Task prompt —
Please output the entries below from the line that contains "Phrase: wall clock" through the final line, reproduced exactly and alone.

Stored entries
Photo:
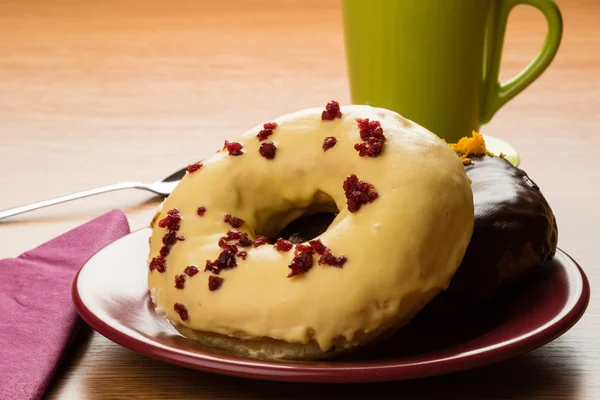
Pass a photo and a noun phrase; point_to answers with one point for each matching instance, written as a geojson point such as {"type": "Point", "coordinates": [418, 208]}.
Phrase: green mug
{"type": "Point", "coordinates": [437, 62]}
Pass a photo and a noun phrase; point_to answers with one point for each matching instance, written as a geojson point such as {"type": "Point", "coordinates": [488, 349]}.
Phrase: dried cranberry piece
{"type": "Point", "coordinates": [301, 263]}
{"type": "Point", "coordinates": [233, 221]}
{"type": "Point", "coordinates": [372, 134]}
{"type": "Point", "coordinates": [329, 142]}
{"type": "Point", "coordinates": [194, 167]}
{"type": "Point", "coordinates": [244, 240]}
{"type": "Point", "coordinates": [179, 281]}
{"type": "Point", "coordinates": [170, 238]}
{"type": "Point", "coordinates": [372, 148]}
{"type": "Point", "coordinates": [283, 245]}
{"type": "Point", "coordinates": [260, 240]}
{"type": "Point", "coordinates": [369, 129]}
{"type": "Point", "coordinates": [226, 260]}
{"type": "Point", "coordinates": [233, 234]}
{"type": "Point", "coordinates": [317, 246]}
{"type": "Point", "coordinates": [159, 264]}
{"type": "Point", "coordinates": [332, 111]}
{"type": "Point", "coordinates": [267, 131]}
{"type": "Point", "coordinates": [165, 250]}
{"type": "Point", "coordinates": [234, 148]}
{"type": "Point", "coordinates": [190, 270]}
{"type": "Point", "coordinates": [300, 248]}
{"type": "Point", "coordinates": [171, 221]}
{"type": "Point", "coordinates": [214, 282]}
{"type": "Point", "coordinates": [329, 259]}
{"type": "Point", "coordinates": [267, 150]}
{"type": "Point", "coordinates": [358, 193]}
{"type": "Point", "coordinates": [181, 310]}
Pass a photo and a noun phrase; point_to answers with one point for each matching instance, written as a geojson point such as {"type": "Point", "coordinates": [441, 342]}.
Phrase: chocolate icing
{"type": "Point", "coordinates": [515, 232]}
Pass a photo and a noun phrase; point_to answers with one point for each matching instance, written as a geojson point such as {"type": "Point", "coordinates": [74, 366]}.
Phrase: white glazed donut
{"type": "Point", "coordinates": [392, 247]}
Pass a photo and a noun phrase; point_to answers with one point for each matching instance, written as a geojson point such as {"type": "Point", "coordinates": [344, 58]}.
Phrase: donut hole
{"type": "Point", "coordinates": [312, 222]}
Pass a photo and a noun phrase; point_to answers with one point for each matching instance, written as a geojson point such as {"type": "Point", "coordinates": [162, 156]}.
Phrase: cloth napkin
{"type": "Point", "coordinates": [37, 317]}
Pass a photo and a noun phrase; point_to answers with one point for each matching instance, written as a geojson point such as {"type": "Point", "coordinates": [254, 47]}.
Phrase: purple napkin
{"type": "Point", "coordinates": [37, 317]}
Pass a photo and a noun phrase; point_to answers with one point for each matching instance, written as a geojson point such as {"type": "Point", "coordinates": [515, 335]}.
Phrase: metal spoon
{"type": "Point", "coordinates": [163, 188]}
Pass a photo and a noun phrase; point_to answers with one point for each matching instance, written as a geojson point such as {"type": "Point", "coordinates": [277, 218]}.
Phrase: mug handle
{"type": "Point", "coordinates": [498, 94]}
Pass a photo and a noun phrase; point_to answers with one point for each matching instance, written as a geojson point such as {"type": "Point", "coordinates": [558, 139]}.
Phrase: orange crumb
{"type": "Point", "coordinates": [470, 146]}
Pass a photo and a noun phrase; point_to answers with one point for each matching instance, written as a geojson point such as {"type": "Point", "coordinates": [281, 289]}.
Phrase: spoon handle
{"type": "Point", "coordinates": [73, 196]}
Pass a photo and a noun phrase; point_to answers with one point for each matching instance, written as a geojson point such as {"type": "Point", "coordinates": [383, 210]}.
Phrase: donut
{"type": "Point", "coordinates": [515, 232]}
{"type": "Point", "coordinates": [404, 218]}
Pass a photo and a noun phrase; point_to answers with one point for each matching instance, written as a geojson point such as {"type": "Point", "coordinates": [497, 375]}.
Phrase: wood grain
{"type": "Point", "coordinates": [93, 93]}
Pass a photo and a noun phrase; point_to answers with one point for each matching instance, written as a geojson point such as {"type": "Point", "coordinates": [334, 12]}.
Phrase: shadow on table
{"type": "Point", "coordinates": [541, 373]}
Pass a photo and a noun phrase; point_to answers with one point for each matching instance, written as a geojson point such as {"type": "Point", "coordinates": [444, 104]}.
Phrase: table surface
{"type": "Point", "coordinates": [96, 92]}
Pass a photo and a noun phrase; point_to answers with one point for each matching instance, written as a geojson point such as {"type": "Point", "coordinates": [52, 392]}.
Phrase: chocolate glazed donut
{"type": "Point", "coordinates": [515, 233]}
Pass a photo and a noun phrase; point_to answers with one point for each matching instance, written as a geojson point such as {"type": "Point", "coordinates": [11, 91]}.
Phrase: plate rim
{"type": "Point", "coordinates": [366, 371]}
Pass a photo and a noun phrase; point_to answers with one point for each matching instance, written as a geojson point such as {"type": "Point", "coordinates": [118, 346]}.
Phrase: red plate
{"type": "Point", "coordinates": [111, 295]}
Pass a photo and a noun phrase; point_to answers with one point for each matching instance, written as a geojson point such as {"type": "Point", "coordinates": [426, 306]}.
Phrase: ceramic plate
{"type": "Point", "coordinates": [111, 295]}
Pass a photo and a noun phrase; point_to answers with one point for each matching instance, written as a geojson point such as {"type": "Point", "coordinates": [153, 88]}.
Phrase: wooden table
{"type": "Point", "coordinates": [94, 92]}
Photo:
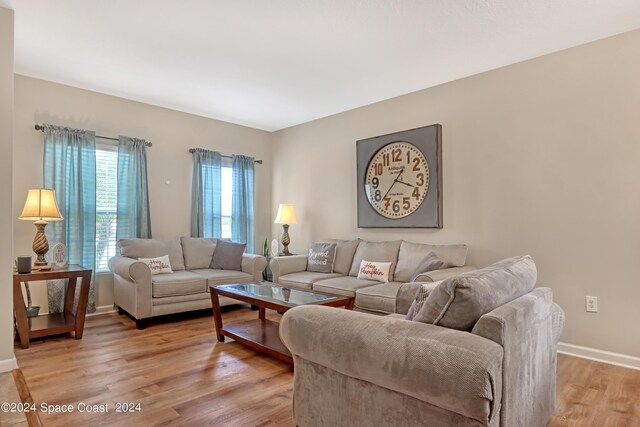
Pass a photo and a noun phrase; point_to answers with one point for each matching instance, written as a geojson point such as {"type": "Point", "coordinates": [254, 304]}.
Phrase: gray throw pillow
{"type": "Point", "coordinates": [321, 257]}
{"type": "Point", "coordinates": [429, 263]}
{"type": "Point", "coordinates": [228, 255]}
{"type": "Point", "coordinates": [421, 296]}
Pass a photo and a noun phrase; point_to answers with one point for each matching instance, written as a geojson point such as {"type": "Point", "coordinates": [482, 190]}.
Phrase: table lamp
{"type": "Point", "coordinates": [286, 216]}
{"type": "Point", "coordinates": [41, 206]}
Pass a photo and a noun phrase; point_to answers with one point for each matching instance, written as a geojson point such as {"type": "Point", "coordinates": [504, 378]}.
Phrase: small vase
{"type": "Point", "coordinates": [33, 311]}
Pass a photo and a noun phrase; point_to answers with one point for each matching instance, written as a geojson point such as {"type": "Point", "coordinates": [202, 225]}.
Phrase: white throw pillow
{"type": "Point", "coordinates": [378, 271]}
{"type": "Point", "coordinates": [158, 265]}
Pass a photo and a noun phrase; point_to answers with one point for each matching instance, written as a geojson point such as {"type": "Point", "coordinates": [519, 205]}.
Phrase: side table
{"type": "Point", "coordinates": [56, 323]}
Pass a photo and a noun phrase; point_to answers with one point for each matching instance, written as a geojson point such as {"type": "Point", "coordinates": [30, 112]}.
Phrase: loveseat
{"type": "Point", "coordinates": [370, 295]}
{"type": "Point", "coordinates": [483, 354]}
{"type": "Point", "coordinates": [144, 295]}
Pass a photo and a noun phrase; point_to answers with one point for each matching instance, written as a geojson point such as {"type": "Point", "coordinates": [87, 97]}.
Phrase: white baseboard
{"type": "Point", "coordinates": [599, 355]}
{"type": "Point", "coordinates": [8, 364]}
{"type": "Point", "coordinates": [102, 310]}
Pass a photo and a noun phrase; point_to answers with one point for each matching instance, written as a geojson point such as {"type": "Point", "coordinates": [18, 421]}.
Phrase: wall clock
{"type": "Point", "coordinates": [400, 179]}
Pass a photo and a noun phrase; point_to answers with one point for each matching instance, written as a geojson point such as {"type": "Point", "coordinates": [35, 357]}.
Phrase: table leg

Result for this exercise —
Phrase: wall clock
{"type": "Point", "coordinates": [400, 179]}
Pass a photo and a noun phrase; point_to answers with one point for each matching instance, written as a geojson point such as {"type": "Point", "coordinates": [35, 357]}.
Phrase: table leg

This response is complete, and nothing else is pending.